#### [Task goal]
Keep the pictures out and restate every record exactly.

+++ The input +++

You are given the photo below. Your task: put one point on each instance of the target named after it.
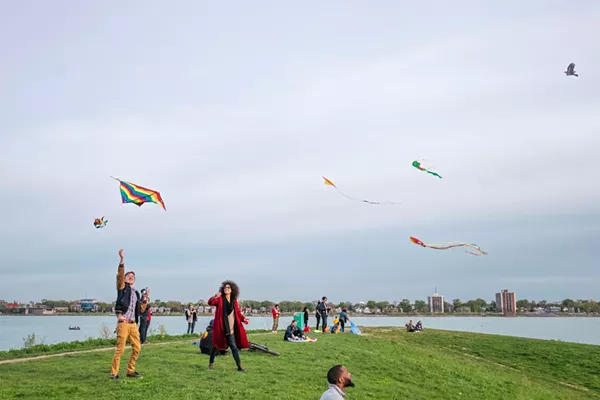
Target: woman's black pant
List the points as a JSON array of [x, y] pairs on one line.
[[143, 328], [231, 345]]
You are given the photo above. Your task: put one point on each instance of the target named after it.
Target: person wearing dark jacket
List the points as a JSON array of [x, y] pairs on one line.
[[322, 311], [144, 312], [127, 309], [293, 332], [206, 341]]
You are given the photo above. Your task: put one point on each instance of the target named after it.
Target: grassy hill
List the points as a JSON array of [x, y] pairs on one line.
[[386, 363]]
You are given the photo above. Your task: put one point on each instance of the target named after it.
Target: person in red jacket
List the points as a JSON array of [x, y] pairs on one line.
[[228, 330]]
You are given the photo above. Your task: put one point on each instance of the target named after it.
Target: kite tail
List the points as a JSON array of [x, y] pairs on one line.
[[434, 173]]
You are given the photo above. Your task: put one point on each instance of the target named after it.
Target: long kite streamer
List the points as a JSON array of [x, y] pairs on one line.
[[138, 195], [329, 183], [449, 246], [418, 165]]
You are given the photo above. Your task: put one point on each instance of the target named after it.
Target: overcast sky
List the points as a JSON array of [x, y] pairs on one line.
[[235, 110]]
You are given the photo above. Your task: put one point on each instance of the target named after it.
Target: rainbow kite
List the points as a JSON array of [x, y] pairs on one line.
[[420, 167], [449, 246], [100, 222], [138, 195], [328, 182]]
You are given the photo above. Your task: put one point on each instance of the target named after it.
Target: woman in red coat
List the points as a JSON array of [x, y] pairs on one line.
[[228, 330]]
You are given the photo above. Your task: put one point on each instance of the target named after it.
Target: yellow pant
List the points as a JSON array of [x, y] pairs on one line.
[[126, 331]]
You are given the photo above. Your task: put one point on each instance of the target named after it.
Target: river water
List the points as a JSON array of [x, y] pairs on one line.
[[54, 329]]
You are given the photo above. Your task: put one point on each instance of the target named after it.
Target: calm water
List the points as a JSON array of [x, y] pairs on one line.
[[54, 329]]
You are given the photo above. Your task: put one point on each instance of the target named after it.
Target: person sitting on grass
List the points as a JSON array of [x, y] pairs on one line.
[[293, 333], [339, 379]]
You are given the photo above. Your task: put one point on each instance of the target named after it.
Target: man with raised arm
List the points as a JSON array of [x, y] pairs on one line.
[[127, 309]]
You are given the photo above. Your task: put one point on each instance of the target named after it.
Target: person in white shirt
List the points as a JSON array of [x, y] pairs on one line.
[[339, 379]]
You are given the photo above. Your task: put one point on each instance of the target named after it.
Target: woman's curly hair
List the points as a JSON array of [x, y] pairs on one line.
[[235, 290]]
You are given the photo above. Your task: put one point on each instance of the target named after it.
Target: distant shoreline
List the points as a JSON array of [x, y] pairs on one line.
[[494, 315]]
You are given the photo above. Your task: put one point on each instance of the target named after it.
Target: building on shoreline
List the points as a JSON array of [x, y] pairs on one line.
[[506, 303], [436, 303]]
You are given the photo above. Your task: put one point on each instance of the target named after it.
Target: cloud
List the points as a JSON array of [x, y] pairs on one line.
[[239, 158]]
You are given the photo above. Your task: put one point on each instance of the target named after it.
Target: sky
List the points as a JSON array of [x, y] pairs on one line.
[[235, 111]]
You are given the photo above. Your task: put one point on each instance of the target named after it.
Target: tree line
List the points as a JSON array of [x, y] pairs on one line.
[[405, 305]]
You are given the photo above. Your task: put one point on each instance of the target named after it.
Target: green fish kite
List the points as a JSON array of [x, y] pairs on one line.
[[418, 165]]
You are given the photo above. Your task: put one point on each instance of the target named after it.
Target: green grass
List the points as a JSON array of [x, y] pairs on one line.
[[386, 363], [77, 345]]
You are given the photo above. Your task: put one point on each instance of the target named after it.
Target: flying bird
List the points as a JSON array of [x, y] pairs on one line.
[[571, 70]]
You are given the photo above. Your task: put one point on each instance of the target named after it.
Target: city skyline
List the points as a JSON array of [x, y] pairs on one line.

+++

#### [Answer space]
You are given the photo below. Your task: put one point on each instance of the target named after it.
Target: woman's black pant
List the points as a JSON array of [x, y] pairs on one line.
[[143, 328], [231, 345]]
You are given the photo above. Your task: put one point on each instance of the target named after it.
Target: person wearing dark jacket
List the points as a JSON array of [x, y] pairs on one line.
[[322, 311], [144, 312], [127, 309], [293, 332], [206, 341]]
You are given the photo above. Your task: put one point on each instance of the target named after it.
Target: grassy hill
List the points as a JSON array of [x, y] pairs on one line.
[[386, 363]]
You are given the photo above. Your task: put one point on each instance of the target named after it.
Target: person in red jacket
List the points as a JSON array of [x, y] pairs on one line.
[[228, 330]]
You are given the photo above. Your task: put one point on each instance of the target named after it.
Target: kite tail
List the points as a JSON array of [x, y] pairs on one line.
[[434, 173]]
You are given the photo above. Your task: put one point on each instance of the target named after it.
Target: long kite streamer
List the points as a JSON array of [x, y] pairs on one line.
[[138, 195], [329, 183], [449, 246], [418, 165]]
You are given the photo above. Your task: put one point on each instance of the target named after it.
Target: overcast sky
List the points as a JSON array of [x, y] pairs on one line.
[[235, 110]]
You are given the photo above. Your task: put one point on each instance of the target named after it.
Target: rainbow kite
List the points as a JSON array of [x, y] pairs on one line.
[[420, 167], [449, 246], [100, 222], [138, 195], [328, 182]]
You are given the photo above. Your task: put one point on each instance of the target named after it.
Target: woman in red coat
List the points as a JSON array of [x, y] pairs on one line.
[[228, 330]]
You are given the photo above. Your task: put one point on each instance of the target named after it.
Target: yellow pant
List the points as a JSON array of [x, y] pairs on one line.
[[126, 331]]
You are given the photo above. Your task: put one point on each instance of the target named after it.
Target: river water
List the points as a JSON array of [x, y] pairs on one line.
[[54, 329]]
You are given the photo above. Your task: put one point on each instance of the target named after it.
Target: calm water
List the points as a JSON array of [x, y] pairs on one line.
[[54, 329]]
You are given the photo above. Your task: put one point on each instance of the target named after it.
Target: person sitting on grass
List the points as a JSON array of [x, y] pairs on one line.
[[293, 333], [339, 379]]
You are given the photo above. Your task: put one point on each instance of the target named after it.
Target: man with raised arm
List the points as a JSON array of [x, y] pairs on one line.
[[127, 309]]
You are given the photo above. Your task: put one point on each instance of the target named after it.
Target: person in white shirt
List the points as a JSON array of [x, y] pairs on one line.
[[339, 379]]
You are given the photo above. Your task: put one point on each instance of the target named after it.
Target: woman's curly hair
List the points as a JSON array of [x, y] pairs on one line.
[[235, 290]]
You are given the photo above. Your task: put one point on each instance of the target named after it.
Target: distant shoreline
List the points as a JSON array of [x, y] pairs on one line.
[[494, 315]]
You are given the photo above. Your task: put one point on each instance of the target named after it.
Target: building on shoreline
List the points as a JSON array of [x, y] pairs on one line.
[[506, 303], [436, 303]]
You are given the photo above. Your task: put one point on each instance of the target named after it.
Target: cloud
List the points as a JSON array of [x, y] pairs on one line.
[[239, 158]]
You are given the photo above. Your task: put one point on each instance of the target named after it.
Target: sky
List the points as a JSON array of [x, y] pairs on one line.
[[235, 111]]
You are given the photo above. Your task: put one point on each instance of the target named after it.
Target: tree line
List the points as a JSON array of [x, y] pairs on one line.
[[405, 305]]
You are given the photo above. Your task: put one point on each instance of the target named after it.
Target: green fish kite
List the points as a JSON array of [x, y] pairs on one line.
[[418, 165]]
You are given the photo above. Your task: put one point on each instance of the target named after it.
Target: green grass
List the points as a JSON array of [x, y] pairs on one line.
[[386, 363], [77, 345]]
You are given the photo above. Your task: put one point on each instance of the target named after it.
Target: flying bird
List the points as a JSON array of [x, y] pairs on one line.
[[571, 70]]
You are given the photo above. Your task: put one point on each instance of the target named after it.
Target: city skyline
List the points as a JSON array of [x, y] pairs on one line.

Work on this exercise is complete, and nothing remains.